§ **Tasks to perform**
**A.** Name each numbered heading in the clicky-switch guide's explanation of how these switches work.
**B.** Carry the clicky-switch guide forward from its last sentence.

§ **Text passage**
----------

How to Customize Mechanical Keyboards with Clicky Switches

March 11, 2024

Do you know that you can easily replace the switches on your mechanical keyboard with clicky ones to give you a customized typing experience? Do you know you can replace stock keycaps with bespoke ones?

A mechanical keyboard is a great modding platform. You can easily customize your very own mechanical keyboard to suit your preferences and needs. With clicky switches, you'll enjoy a satisfying tactile response and a unique clicky sound with every key press.

Customizing an electronic device can seem overwhelming. But don't fret, I'm here to guide you. 

What Are Clicky Mechanical Switches And How They Work

Clicky switches are among the most common types of mechanical keyboard switches in the market. They create a distinct audible click sound when you press and release each key. This clicky sound provides users with tactile and audible feedback, which indicates that the keypress has been registered. Here's how clicky mechanical switches work:

  1. Actuation Mechanism: Clicky switches, like other mechanical switches, have an actuation mechanism that registers a keypress. When a key is pressed, two metal contacts touch each other. This completes an electrical circuit, which sends a signal to the computer. The computer then interprets the signal and displays it as a character---or an action---on the computer screen. 
  2. Tactile Mechanism: Clicky switches have a tactile mechanism called a leaf that creates a noticeable bump in the keypress. This mechanism provides tactile feedback to the user, allowing them to feel when the key has reached the actuation point.
  3. Click Mechanism: An additional leaf mechanism within the switch generates the clicking sound. This mechanism involves a small, spring-loaded component that produces an audible click during both the keypress and the key's return to its original position.
  4. Reset Point: After the keypress, the key returns to its original position for the switch to reset, ready for the next press.

----------

Pointing and labeling entries:
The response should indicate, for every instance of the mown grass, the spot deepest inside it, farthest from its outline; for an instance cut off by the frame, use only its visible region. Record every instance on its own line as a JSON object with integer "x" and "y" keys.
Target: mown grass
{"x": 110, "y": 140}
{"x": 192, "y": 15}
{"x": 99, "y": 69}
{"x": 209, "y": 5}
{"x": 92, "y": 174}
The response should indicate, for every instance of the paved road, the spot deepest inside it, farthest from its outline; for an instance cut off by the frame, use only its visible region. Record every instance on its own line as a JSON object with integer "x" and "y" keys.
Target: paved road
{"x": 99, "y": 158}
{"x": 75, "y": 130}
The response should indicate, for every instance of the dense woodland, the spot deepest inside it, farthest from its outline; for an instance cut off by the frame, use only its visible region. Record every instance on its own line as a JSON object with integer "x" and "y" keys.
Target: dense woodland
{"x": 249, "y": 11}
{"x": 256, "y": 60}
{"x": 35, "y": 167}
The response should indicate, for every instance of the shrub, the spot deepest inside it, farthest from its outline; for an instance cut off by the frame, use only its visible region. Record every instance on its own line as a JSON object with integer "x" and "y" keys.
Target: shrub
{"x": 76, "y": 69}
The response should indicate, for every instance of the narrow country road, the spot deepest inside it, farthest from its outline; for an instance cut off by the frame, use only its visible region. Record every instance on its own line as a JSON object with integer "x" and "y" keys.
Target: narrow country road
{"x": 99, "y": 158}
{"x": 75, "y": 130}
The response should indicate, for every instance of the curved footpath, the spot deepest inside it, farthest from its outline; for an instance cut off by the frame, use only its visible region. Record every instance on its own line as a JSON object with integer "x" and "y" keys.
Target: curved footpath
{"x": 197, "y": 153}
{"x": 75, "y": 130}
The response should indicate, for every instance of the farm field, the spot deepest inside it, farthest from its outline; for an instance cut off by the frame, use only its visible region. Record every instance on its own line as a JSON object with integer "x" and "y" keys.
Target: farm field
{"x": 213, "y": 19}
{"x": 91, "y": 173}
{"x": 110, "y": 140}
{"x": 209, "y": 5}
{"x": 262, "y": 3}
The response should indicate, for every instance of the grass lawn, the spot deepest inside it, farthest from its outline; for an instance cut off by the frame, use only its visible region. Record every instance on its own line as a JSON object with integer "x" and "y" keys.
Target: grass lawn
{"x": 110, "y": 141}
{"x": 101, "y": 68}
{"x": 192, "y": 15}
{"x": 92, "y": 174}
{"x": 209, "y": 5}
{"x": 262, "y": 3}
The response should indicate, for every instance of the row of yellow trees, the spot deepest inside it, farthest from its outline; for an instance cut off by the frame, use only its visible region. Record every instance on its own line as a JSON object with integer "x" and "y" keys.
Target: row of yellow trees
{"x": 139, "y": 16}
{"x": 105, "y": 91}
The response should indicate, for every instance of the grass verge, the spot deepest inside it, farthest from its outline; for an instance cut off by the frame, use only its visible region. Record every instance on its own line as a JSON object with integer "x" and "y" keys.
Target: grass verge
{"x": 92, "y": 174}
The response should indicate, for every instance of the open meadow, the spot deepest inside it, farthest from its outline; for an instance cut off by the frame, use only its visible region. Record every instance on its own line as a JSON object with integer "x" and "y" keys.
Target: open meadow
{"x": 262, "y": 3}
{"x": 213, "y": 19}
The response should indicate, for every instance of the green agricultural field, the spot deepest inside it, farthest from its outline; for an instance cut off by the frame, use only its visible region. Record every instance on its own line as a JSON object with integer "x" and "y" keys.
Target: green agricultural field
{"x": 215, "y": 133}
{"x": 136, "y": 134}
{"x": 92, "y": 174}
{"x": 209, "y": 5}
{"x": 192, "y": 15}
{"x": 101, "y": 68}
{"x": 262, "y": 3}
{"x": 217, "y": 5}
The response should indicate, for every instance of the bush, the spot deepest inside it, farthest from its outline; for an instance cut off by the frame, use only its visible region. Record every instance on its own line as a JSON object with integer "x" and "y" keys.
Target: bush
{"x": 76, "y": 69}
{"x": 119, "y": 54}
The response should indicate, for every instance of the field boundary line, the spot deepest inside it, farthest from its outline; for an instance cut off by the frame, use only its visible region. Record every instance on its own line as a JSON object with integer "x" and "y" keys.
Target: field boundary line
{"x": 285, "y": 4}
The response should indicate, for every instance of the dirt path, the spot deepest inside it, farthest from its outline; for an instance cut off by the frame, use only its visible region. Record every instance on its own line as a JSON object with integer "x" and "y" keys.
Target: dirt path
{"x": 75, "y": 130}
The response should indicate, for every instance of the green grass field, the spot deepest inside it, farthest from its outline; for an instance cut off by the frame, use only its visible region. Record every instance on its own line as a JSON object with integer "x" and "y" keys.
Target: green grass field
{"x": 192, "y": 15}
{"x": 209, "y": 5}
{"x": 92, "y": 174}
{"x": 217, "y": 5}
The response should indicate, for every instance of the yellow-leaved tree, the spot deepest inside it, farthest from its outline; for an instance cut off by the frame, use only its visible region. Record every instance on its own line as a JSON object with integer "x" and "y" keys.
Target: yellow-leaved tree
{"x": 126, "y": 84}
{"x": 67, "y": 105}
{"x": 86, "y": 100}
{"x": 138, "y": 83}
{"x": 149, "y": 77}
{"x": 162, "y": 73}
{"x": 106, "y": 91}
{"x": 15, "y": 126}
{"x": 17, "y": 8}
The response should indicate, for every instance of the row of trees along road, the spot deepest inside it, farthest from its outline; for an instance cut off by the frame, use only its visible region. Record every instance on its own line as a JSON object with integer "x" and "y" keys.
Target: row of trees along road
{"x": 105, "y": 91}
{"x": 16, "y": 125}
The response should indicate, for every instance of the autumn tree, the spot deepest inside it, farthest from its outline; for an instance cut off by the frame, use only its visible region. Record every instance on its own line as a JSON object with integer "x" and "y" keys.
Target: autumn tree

----------

§ **Answers to the exercise**
**A.**
Actuation Mechanism
Tactile Mechanism
Click Mechanism
Reset Point

**B.**
Some popular examples of clicky switches include Cherry MX Blue, Cherry MX Green, Razer Green, and Outemu Blue.

Clicky switches are commonly used by typists who enjoy the sensory feedback and by individuals who like the satisfying audible click during when using the keyboard. However, the clicking sound may be disruptive in quiet environments or shared spaces.

Step-by-Step Guide to Installing Clicky Switches

a man removing keycaps from his mechanical keyboard

Are you ready to install clicky switches in your mechanical keyboard and experience a whole new world of feeling and sounds while you type? Here's a step-by-step guide. Note that this is a general guide. The process may vary depending on the specific keyboard design, brand, and switch model. 

You Would Need:

  • Clicky mechanical switches
  • Keycap puller
  • Screwdriver
  • Soldering iron and solder 
  • Desoldering pump or desoldering wick (if replacing existing switches)

Steps:

  1. Prepare Your Workspace: Find a clean and well-lit workspace with enough room to disassemble and work on your keyboard.
  2. Remove Keycaps: Use a keycap puller to remove the keycaps from the existing switches. Gently pull each keycap straight up to avoid damaging the keycap stems.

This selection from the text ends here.